> **SOURCE DATA**:
* * *
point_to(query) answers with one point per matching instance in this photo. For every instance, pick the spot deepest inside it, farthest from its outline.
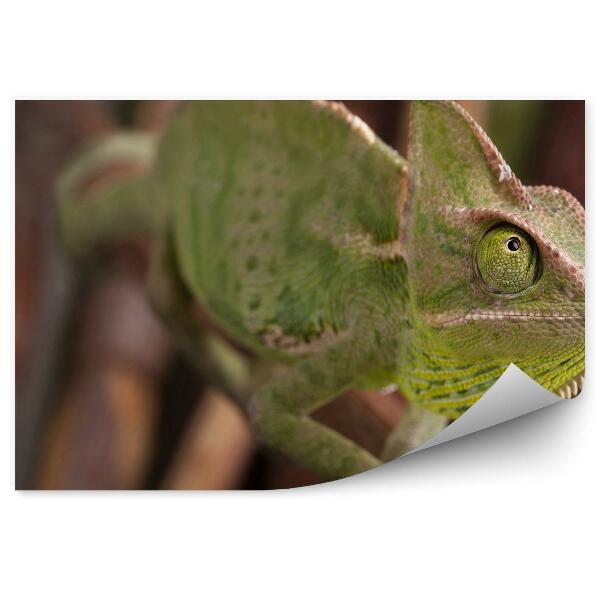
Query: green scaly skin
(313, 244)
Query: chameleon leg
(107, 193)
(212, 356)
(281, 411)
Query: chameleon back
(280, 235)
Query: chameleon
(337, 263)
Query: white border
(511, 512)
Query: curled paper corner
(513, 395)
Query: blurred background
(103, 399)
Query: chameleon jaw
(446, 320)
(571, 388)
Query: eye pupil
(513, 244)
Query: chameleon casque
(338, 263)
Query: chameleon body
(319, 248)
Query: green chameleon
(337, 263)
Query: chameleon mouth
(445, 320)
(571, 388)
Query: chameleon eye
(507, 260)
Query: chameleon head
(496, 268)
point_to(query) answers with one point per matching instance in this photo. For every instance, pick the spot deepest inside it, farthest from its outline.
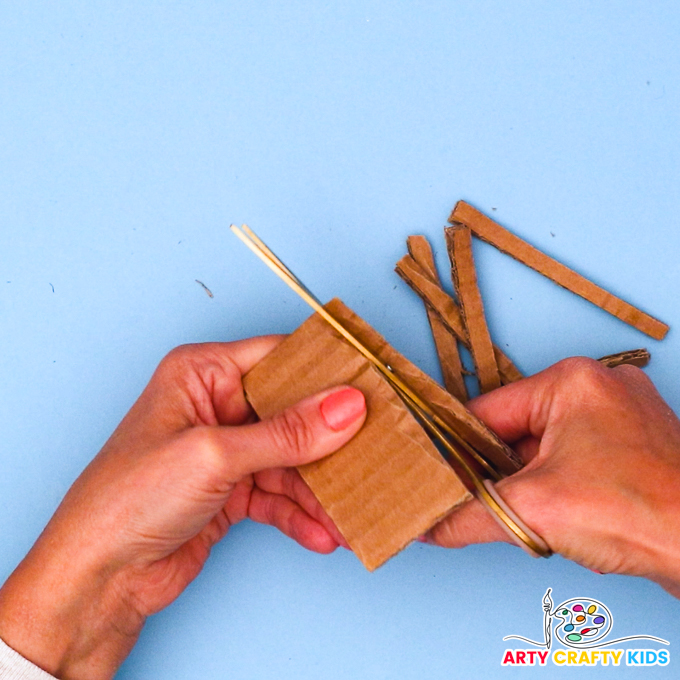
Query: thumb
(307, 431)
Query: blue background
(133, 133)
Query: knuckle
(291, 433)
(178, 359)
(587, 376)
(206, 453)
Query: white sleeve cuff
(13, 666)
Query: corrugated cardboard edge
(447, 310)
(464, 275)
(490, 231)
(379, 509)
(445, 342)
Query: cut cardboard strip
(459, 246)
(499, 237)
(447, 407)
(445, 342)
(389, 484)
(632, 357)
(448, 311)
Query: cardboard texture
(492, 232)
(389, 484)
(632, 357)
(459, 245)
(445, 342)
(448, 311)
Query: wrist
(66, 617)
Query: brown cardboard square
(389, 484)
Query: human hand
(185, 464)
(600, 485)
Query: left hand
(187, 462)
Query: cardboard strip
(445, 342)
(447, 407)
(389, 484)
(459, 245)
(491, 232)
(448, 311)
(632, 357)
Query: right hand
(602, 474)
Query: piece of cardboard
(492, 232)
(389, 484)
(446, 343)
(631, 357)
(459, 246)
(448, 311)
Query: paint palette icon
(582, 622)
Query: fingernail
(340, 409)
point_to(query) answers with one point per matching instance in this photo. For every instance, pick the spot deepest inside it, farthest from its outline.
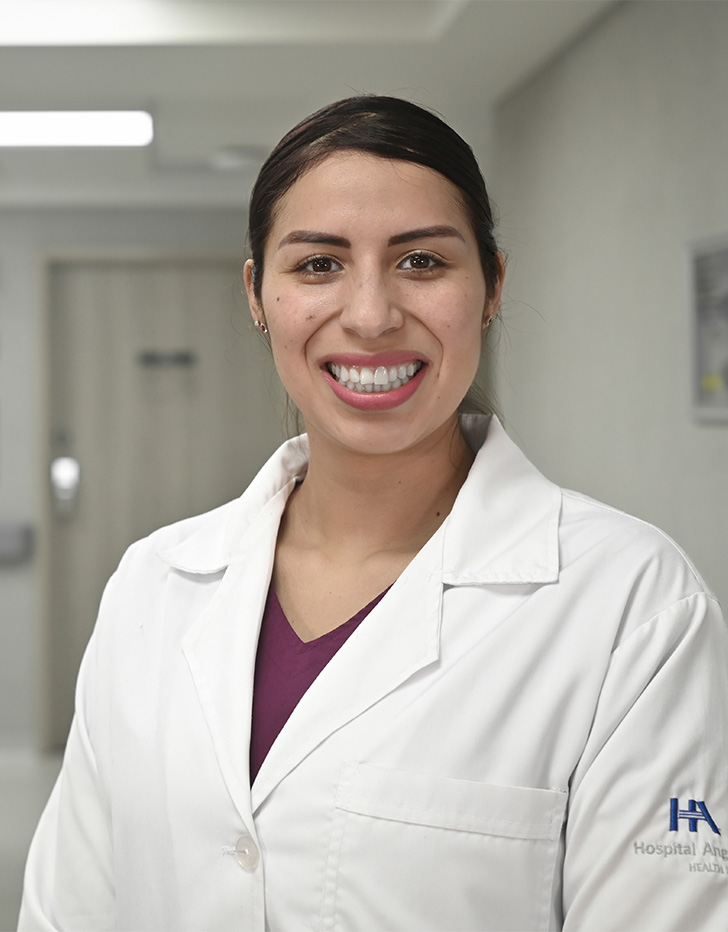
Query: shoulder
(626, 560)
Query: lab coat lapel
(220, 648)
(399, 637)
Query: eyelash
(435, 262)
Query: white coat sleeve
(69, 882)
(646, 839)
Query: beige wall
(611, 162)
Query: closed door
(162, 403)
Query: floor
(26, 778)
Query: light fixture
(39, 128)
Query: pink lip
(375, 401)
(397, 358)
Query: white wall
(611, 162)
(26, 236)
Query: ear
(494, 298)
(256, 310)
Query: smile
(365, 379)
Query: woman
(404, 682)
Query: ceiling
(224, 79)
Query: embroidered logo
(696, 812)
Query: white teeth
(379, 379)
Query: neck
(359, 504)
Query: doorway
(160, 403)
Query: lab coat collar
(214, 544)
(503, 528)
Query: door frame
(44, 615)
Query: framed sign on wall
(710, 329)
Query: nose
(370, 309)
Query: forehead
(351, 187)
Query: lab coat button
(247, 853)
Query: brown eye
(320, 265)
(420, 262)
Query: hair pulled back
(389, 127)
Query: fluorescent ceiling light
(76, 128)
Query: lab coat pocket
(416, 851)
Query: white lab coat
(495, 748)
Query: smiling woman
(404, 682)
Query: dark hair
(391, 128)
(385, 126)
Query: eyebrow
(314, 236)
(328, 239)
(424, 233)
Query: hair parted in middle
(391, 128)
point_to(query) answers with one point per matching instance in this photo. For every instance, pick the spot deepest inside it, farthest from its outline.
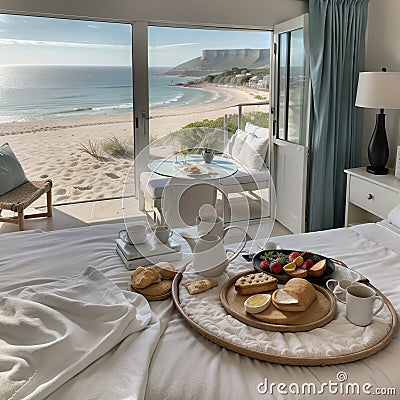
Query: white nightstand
* * *
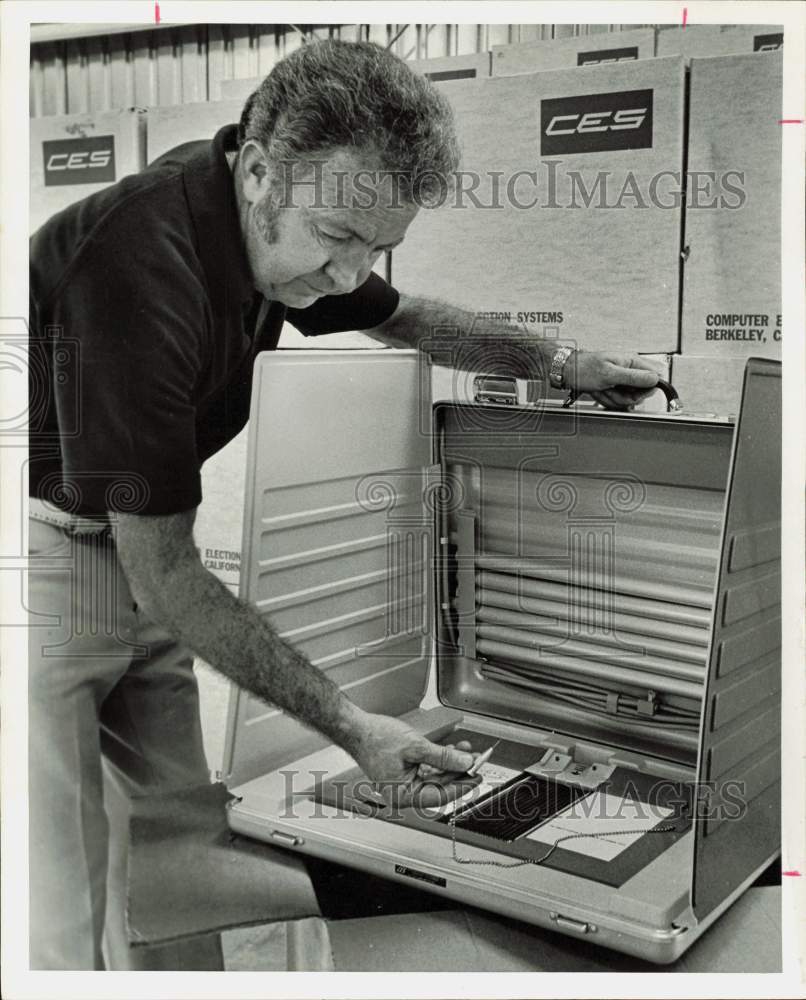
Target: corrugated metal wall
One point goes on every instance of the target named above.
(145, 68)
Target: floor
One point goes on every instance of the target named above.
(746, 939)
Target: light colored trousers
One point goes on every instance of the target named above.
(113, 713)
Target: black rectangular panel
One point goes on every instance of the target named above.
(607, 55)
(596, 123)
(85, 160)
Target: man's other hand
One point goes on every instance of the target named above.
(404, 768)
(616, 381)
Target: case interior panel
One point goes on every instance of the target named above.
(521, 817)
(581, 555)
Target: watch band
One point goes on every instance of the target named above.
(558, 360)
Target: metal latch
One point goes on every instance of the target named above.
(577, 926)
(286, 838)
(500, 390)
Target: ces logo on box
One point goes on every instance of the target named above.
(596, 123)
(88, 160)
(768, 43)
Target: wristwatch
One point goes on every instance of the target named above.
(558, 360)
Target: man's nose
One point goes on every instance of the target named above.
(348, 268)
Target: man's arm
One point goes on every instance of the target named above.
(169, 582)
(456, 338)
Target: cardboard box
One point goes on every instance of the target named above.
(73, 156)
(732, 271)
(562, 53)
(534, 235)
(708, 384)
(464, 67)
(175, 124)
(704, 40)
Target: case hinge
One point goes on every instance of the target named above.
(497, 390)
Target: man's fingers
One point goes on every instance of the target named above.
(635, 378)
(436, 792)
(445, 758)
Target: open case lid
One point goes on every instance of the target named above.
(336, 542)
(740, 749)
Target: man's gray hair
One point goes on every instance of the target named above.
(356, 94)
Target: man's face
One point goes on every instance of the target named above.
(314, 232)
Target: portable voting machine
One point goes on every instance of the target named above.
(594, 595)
* * *
> **TASK INSTRUCTIONS**: Your answer should be the exact lines above from the one containing "Query: paint palette icon" through the one containing "Query: white nightstand", with both end lines kept and the pictures removed, please.

> **YOUR SOLUTION**:
Query: paint palette icon
(582, 622)
Query: fingernail
(340, 409)
point_to(query) answers with one point per matching instance in this photo. For every instance, pick the spot deepest inside it, farthest from its outline.
Query: shoulder
(626, 560)
Query: lab coat lapel
(220, 648)
(399, 637)
Query: eyelash
(435, 262)
Query: white coat sleeve
(69, 882)
(646, 839)
Query: beige wall
(611, 162)
Query: closed door
(162, 403)
Query: floor
(26, 778)
Query: light fixture
(39, 128)
Query: pink lip
(375, 401)
(397, 358)
Query: white wall
(611, 162)
(26, 236)
Query: ear
(494, 298)
(256, 310)
Query: smile
(365, 379)
Query: woman
(404, 682)
Query: ceiling
(224, 79)
Query: embroidered logo
(696, 812)
Query: white teeth
(379, 379)
Query: neck
(359, 504)
Query: doorway
(160, 403)
Query: lab coat collar
(214, 544)
(503, 528)
Query: door frame
(44, 615)
Query: framed sign on wall
(710, 329)
Query: nose
(370, 309)
Query: forehead
(351, 187)
Query: lab coat button
(247, 853)
Query: brown eye
(320, 265)
(420, 262)
Query: hair pulled back
(389, 127)
Query: fluorescent ceiling light
(76, 128)
Query: lab coat pocket
(416, 851)
Query: white lab coat
(495, 748)
Query: smiling woman
(404, 682)
Query: dark hair
(391, 128)
(385, 126)
Query: eyebrow
(314, 236)
(328, 239)
(424, 233)
Query: hair parted in middle
(391, 128)
point_to(query) answers with one point per matching instance in this photo. For every instance, pick the spot deepest inside it, farthest from its outline.
Query: white nightstand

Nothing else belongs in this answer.